| TASK PROMPT |
For each line in the data below that has the word "negative", copy that line.

| SUPPLIED MATERIAL |
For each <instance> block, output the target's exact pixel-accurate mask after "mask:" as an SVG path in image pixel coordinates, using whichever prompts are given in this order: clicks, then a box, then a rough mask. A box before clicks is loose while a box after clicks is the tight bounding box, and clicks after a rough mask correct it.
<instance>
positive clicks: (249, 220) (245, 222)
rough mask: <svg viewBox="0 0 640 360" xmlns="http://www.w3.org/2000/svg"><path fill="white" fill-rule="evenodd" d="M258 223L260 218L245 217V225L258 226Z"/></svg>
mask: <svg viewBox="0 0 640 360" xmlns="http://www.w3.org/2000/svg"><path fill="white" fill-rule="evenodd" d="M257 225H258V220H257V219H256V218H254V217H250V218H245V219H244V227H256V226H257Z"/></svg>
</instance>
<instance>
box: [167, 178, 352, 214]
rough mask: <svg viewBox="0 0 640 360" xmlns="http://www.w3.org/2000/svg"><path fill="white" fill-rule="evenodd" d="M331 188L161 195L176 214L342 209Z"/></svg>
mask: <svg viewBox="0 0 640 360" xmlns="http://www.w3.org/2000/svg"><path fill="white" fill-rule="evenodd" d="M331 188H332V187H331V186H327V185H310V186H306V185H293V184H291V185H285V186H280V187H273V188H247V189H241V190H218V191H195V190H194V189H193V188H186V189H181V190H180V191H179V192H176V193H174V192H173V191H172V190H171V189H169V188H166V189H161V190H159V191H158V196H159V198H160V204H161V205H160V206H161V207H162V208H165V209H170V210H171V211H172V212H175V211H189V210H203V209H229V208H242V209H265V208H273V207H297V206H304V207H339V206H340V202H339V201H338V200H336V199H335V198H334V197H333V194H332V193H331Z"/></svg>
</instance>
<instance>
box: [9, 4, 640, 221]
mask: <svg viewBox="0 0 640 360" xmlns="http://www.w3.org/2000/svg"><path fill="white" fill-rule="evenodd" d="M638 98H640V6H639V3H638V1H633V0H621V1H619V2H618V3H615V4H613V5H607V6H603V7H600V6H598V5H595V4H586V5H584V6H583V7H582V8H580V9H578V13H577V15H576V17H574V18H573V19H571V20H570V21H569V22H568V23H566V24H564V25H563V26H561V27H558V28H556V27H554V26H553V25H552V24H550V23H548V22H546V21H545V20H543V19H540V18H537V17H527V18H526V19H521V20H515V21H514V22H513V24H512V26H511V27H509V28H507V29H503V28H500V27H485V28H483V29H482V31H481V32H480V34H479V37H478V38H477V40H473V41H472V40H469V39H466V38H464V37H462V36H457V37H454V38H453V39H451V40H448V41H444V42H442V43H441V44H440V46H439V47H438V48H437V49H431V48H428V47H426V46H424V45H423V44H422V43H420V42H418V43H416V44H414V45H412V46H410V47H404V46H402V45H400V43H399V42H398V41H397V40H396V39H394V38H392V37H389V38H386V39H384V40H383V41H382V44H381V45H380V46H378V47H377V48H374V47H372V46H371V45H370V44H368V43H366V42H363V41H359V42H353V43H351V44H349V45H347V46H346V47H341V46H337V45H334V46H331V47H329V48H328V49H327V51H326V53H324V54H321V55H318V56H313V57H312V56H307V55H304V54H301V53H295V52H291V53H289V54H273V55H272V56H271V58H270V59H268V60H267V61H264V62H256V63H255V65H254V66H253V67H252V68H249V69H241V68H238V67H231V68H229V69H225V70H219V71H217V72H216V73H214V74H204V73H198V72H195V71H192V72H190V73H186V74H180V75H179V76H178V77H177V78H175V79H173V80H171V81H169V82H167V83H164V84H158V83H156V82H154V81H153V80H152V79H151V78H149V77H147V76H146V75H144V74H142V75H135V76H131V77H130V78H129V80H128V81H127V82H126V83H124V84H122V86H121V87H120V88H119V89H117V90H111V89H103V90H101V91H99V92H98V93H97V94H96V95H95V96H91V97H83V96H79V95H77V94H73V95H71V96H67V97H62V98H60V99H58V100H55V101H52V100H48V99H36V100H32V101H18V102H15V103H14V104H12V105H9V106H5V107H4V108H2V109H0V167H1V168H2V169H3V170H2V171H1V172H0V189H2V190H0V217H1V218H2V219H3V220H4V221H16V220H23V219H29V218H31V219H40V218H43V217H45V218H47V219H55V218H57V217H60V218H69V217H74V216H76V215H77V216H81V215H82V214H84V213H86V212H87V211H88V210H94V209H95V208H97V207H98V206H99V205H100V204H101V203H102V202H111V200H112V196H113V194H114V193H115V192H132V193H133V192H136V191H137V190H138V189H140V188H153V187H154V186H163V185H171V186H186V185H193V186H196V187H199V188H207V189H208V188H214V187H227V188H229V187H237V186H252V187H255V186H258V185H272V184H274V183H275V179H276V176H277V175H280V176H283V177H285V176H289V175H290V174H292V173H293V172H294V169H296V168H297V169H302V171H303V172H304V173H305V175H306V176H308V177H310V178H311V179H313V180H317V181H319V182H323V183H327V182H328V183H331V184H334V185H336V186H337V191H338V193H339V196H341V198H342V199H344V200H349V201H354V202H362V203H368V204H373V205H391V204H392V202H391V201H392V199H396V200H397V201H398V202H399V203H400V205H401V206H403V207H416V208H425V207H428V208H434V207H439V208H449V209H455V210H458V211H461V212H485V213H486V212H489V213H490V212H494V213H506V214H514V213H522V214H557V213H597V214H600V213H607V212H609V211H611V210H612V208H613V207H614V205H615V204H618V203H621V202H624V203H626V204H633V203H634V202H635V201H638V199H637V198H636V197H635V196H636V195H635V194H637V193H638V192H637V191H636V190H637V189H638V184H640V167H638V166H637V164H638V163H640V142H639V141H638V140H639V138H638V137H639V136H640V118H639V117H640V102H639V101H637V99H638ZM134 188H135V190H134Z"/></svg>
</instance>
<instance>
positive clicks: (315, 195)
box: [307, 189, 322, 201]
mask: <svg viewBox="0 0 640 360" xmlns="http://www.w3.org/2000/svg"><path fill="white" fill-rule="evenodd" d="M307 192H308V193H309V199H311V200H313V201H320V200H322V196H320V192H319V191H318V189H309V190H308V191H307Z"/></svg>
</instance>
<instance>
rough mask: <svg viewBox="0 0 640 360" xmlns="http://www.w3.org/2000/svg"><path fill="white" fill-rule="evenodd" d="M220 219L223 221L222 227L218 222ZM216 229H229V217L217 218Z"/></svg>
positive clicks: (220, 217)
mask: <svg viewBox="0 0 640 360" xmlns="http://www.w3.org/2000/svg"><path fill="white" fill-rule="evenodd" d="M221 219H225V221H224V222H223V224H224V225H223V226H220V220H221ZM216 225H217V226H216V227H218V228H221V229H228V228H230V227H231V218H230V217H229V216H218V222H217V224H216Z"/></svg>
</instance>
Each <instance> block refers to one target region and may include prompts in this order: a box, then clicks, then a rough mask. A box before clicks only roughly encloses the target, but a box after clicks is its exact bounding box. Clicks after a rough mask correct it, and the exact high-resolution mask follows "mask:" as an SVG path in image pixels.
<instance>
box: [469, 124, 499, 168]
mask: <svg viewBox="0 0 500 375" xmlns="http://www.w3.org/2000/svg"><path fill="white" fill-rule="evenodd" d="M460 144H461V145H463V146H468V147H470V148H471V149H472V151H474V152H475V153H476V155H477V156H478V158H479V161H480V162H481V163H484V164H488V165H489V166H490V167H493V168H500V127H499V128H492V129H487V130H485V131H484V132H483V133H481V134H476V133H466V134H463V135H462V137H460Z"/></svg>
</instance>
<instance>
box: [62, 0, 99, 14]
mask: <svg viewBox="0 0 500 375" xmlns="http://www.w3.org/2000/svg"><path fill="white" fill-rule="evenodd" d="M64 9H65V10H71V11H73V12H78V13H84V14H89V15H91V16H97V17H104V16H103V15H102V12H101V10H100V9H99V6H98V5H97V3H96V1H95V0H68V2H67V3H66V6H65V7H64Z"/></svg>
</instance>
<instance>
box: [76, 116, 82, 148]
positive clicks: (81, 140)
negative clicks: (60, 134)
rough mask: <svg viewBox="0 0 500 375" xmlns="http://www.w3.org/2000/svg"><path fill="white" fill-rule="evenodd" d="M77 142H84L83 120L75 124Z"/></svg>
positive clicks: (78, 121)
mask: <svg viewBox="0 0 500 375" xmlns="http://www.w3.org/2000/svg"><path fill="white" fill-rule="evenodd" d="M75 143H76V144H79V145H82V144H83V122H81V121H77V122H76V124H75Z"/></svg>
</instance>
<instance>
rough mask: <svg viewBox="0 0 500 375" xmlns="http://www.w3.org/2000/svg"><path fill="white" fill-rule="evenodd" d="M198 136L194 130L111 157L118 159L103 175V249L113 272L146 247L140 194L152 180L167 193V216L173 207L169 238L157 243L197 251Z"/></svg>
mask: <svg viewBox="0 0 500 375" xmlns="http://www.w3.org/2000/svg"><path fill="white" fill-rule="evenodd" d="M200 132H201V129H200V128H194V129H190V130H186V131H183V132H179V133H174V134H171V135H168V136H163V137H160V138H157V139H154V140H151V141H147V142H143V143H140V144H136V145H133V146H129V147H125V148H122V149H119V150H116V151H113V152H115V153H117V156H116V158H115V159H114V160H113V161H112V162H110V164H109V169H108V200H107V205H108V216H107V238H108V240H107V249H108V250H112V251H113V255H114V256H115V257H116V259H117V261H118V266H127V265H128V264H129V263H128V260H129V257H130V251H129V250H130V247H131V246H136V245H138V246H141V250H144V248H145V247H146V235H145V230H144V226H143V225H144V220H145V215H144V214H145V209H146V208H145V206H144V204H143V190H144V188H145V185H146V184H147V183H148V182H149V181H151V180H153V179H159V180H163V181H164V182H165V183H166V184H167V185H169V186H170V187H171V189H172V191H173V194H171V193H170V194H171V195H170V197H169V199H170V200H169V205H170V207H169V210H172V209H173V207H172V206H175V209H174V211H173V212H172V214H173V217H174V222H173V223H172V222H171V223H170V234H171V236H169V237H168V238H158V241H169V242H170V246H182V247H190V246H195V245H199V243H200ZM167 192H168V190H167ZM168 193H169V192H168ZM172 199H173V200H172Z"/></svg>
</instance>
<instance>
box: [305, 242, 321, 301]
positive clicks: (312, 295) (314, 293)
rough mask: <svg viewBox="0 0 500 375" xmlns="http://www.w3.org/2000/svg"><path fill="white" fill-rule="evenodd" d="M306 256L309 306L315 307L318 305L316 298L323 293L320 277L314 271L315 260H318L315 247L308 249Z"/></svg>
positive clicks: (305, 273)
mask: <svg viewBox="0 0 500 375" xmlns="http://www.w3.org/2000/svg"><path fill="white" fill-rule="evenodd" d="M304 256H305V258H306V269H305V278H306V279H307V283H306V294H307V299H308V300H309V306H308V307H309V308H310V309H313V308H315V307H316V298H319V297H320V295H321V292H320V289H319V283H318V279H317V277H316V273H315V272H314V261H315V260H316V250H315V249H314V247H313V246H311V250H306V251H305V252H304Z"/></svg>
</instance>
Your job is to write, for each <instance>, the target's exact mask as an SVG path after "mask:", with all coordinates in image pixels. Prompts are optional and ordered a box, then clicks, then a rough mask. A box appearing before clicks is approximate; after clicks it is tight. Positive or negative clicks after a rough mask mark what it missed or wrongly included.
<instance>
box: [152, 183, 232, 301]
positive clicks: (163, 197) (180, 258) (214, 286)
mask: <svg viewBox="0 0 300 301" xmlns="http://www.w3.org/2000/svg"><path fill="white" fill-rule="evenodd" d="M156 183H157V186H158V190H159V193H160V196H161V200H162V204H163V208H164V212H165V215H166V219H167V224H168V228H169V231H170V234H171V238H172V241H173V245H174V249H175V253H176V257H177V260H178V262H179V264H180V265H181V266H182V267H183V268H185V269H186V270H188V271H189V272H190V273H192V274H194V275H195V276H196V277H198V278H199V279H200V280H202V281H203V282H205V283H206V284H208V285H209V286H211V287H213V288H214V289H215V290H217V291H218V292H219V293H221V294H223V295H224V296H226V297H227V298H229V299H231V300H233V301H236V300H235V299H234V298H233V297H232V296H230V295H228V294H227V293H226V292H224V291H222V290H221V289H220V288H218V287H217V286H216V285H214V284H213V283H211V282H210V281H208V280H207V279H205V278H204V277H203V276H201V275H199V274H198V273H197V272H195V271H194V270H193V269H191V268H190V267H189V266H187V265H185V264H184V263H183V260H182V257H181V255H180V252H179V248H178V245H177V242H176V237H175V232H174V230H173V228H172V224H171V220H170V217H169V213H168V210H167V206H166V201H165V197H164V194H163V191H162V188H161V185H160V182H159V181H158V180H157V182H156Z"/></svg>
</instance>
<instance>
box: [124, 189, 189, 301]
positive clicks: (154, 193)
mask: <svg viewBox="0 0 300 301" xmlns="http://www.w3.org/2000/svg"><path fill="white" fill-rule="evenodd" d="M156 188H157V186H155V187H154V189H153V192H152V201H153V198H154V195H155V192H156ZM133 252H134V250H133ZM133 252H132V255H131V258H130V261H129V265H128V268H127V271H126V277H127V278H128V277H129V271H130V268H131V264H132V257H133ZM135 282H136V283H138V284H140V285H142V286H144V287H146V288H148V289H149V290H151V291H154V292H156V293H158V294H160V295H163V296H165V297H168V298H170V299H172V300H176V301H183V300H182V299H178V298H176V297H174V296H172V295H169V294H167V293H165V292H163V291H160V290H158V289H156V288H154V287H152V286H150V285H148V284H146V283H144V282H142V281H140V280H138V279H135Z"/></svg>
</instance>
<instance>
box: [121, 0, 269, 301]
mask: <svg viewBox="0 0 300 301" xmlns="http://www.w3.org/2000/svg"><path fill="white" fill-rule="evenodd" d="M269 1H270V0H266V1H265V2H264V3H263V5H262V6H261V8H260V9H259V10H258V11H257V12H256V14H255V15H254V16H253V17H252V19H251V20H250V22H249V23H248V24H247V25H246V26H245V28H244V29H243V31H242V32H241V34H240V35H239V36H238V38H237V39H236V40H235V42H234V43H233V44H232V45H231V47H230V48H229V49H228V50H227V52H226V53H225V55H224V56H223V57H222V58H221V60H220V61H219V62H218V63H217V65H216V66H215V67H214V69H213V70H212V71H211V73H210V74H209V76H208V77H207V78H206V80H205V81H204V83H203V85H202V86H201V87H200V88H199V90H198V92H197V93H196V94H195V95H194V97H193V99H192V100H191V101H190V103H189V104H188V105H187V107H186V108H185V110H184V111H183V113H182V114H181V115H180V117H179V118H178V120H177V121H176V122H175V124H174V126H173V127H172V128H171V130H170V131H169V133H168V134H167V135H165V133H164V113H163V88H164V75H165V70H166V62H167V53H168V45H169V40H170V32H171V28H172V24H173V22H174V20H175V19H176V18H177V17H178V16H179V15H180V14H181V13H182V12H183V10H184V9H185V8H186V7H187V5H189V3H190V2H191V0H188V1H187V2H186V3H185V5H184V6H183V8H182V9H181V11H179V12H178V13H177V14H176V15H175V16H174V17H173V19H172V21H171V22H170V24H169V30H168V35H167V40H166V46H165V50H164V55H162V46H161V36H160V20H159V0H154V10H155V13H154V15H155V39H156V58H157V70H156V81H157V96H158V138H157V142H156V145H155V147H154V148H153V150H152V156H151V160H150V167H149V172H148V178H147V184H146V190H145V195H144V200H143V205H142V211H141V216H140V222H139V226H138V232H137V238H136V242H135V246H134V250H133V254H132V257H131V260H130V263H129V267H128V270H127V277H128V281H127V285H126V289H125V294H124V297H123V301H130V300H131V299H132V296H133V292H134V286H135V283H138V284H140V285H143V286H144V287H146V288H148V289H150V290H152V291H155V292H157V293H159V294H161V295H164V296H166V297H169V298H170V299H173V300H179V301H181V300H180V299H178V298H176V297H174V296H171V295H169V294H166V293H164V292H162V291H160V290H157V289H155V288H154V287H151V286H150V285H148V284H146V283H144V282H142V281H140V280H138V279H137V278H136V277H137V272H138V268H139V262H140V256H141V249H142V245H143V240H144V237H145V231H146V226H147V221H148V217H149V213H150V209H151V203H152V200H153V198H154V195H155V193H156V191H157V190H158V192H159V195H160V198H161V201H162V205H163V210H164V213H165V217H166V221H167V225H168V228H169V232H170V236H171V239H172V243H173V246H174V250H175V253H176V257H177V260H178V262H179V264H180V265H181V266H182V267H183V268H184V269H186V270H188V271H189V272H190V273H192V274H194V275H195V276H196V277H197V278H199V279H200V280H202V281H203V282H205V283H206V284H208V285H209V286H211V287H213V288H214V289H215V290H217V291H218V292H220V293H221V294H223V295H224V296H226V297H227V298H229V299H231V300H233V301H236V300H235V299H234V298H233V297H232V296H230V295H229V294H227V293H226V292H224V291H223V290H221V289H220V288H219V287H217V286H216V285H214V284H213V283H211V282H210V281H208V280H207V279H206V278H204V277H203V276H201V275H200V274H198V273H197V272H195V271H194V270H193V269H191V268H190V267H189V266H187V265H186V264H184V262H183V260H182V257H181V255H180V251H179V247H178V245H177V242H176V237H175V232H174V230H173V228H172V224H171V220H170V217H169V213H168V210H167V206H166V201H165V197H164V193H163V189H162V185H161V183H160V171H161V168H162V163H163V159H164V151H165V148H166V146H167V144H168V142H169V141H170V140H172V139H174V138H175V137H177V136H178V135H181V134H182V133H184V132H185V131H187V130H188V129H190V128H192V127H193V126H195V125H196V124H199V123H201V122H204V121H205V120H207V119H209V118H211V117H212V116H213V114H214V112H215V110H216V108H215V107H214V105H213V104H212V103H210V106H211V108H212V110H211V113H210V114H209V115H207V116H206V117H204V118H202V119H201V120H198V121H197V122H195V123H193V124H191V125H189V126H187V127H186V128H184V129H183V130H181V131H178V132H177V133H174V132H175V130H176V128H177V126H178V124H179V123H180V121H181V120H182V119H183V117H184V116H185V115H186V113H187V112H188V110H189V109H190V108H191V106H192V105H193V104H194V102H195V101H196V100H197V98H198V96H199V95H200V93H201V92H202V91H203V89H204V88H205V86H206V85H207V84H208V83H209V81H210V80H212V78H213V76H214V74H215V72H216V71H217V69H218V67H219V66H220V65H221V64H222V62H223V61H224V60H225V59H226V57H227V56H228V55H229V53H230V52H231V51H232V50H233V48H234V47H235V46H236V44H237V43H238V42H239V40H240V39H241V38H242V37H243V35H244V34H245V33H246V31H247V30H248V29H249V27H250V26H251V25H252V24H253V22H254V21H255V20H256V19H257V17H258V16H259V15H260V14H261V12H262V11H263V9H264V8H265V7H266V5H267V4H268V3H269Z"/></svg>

| RESPONSE AREA |
negative clicks: (60, 134)
Your job is to write, for each <instance>, the target's exact mask as an SVG path after "mask:", with all coordinates in image pixels. Prompts are optional and ordered a box, then clicks, then a rough mask. A box appearing before clicks is approximate; after clicks it is tight. Positive or negative clicks after a rough mask mark what it missed or wrongly included.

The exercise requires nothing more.